**Task description:**
Copy every line of the data below verbatim, leaving out the pictures.

**Data shown:**

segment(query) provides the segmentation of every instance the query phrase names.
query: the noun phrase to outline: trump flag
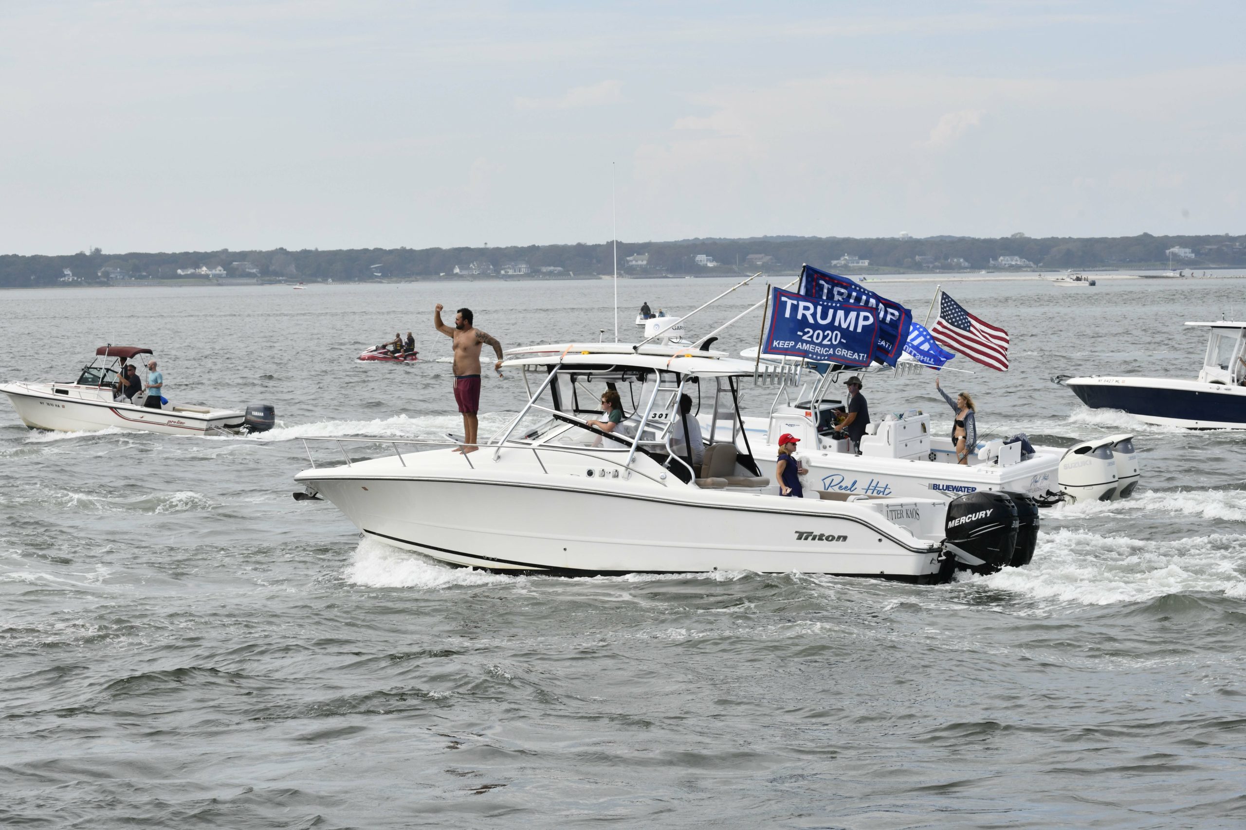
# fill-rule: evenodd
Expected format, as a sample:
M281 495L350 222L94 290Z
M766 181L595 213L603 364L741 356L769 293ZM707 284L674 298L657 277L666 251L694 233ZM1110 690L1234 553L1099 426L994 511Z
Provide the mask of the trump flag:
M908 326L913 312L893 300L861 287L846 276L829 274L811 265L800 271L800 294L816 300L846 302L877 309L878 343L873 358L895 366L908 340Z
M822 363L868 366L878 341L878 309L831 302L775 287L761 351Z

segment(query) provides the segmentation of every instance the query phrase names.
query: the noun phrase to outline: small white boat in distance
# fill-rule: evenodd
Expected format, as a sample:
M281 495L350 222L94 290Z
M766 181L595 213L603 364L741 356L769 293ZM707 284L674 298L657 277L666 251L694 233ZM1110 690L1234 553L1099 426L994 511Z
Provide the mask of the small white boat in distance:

**Result:**
segment(query) provides the segmentation of every instance the query phrase names.
query: the noun phrase to outline: trump flag
# fill-rule: evenodd
Expected format, as a sample:
M281 495L350 222L94 290Z
M766 181L595 213L603 364L741 356L769 293ZM707 284L674 298L657 277L666 251L694 233ZM1110 690L1234 553L1099 426L994 511Z
Provide the mask of the trump flag:
M908 326L913 312L893 300L861 287L846 276L829 274L811 265L800 271L800 294L816 300L846 302L877 309L878 343L873 358L895 366L908 340Z
M822 363L868 366L878 341L878 309L831 302L775 287L761 351Z

segment(query) provides the segmentation of every instance the query phrase names.
query: the noun phrase to outline: small white boat in distance
# fill-rule: evenodd
Expected format, as a sample:
M281 495L350 222L94 290Z
M766 181L595 213L603 364L741 356L769 293ZM707 284L674 298L657 277L666 251L694 233ZM1110 690L1234 553L1099 426L994 511Z
Provide the mask of the small white boat in distance:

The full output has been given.